_Action item_:
Give back exactly the stretch of data below from the line holding "the green open" through the line holding "of the distant", both ends included, and leave the remaining lines out.

START Recorded data

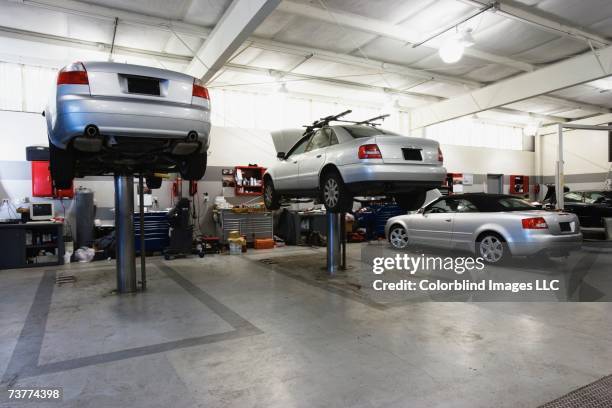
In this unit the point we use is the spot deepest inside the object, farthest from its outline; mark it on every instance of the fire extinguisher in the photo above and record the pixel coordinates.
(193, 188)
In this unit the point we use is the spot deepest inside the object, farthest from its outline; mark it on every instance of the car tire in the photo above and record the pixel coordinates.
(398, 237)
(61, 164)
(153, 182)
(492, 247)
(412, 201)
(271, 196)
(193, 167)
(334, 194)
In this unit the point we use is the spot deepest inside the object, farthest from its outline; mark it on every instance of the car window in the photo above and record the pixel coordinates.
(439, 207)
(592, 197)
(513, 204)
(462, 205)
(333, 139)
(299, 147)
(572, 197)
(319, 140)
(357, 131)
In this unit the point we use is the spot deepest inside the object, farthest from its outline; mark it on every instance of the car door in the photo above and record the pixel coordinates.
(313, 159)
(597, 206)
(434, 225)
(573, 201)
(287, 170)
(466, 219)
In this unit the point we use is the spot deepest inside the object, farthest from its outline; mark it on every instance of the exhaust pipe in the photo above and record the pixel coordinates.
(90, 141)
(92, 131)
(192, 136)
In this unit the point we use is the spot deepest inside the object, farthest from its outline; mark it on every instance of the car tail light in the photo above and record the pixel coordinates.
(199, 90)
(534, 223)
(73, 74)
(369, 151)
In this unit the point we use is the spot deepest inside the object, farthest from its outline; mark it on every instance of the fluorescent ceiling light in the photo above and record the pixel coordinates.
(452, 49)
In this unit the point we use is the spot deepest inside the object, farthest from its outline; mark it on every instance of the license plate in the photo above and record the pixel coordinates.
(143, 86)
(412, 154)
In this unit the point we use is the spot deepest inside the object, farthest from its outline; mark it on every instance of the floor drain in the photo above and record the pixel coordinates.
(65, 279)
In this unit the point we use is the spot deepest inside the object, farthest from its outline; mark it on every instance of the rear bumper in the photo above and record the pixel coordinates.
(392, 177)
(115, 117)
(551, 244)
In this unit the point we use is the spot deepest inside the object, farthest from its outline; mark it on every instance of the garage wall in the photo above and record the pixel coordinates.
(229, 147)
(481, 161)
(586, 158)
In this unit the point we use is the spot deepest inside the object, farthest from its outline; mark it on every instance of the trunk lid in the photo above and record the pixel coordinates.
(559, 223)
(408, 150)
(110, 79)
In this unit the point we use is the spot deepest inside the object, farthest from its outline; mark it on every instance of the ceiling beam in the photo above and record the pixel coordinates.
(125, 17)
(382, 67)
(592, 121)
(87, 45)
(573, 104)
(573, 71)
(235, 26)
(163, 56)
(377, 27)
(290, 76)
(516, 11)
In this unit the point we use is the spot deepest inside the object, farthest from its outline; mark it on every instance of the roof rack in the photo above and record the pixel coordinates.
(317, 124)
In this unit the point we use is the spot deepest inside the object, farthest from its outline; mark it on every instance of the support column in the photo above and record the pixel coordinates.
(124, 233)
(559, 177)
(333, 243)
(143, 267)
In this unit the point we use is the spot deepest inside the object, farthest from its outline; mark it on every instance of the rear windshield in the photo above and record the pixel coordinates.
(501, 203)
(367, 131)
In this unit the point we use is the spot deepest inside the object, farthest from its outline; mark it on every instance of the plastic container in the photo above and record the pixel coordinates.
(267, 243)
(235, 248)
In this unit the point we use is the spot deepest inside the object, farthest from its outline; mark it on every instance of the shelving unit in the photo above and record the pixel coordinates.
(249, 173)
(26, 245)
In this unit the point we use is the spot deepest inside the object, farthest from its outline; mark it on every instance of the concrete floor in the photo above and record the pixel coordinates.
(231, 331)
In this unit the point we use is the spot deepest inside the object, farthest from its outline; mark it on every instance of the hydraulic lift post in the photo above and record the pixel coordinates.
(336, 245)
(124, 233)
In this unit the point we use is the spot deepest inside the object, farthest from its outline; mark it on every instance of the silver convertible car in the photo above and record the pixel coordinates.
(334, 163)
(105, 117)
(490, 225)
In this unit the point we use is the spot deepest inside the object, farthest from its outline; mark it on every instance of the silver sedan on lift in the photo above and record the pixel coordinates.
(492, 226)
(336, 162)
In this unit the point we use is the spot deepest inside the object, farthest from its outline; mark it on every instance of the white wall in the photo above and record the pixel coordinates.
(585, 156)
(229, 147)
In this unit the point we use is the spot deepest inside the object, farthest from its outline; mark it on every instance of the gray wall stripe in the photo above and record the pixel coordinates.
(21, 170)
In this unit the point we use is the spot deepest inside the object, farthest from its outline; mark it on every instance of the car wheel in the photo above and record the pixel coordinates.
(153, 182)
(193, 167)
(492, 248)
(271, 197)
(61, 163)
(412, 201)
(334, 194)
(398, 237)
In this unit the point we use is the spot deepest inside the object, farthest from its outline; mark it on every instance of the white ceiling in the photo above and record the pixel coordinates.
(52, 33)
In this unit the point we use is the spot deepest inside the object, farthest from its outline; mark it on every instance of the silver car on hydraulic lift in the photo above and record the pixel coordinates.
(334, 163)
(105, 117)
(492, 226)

END Recorded data
START Recorded data

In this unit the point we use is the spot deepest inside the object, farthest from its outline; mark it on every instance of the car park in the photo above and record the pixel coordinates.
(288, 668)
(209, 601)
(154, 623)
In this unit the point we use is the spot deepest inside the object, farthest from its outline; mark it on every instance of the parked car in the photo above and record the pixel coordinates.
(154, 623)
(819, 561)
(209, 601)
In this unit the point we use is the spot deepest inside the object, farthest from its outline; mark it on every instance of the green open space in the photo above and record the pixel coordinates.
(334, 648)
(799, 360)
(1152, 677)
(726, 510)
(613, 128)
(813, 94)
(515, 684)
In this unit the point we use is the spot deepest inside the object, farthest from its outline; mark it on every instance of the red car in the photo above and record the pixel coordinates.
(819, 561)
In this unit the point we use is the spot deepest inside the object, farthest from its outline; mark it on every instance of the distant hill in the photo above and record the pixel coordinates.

END Recorded data
START Recorded data

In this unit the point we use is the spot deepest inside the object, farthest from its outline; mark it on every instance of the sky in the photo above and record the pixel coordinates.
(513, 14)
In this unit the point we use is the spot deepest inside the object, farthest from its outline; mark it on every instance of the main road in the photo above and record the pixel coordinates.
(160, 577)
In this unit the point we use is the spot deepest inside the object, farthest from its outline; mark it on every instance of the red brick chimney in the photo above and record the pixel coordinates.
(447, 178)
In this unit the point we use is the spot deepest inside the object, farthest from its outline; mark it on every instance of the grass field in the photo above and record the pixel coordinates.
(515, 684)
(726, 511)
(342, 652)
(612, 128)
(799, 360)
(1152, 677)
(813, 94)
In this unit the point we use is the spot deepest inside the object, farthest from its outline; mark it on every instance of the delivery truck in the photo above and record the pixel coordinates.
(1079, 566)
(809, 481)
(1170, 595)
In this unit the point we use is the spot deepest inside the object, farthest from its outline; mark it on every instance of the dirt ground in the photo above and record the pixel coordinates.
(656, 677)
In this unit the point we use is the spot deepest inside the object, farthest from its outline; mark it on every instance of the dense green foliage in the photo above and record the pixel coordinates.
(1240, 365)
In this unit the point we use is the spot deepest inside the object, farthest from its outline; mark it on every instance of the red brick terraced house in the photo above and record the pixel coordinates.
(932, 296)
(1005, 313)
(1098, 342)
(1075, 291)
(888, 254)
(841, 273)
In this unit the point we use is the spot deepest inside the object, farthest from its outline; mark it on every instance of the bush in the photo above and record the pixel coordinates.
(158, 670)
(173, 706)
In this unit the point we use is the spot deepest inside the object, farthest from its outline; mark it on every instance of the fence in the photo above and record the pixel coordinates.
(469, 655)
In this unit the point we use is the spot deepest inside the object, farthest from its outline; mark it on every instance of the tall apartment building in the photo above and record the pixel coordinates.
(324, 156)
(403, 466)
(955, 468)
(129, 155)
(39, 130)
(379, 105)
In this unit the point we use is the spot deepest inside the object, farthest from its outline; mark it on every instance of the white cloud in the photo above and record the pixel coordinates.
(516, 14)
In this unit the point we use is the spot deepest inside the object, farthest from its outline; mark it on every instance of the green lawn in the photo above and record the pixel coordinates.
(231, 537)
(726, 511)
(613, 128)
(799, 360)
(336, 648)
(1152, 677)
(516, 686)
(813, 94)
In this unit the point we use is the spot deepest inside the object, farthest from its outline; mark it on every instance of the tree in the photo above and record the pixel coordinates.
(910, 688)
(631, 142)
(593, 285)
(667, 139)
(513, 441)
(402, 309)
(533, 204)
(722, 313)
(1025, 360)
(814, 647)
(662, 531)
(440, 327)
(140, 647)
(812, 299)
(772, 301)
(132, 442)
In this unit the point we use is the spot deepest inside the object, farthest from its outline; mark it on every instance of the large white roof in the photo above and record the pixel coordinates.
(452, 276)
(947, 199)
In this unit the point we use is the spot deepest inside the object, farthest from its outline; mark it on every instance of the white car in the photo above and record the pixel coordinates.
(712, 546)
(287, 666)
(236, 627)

END Recorded data

_Exercise response_:
In this unit the point we use is the spot deepest inside the object, farthest from its outline; mark it on every instance of the green open space in the photo above and record the pixel coordinates.
(334, 648)
(799, 360)
(1152, 677)
(726, 510)
(613, 128)
(813, 94)
(515, 684)
In this unit the point we use is the spot deepest inside the object, farthest from its outline; mark it on every instance of the red car in the photo above and record the pixel coordinates.
(819, 561)
In this unit the point we use is the spot deepest inside the object, farthest from its outline; mark it on every instance of the distant hill in the photo above and record the pixel coordinates.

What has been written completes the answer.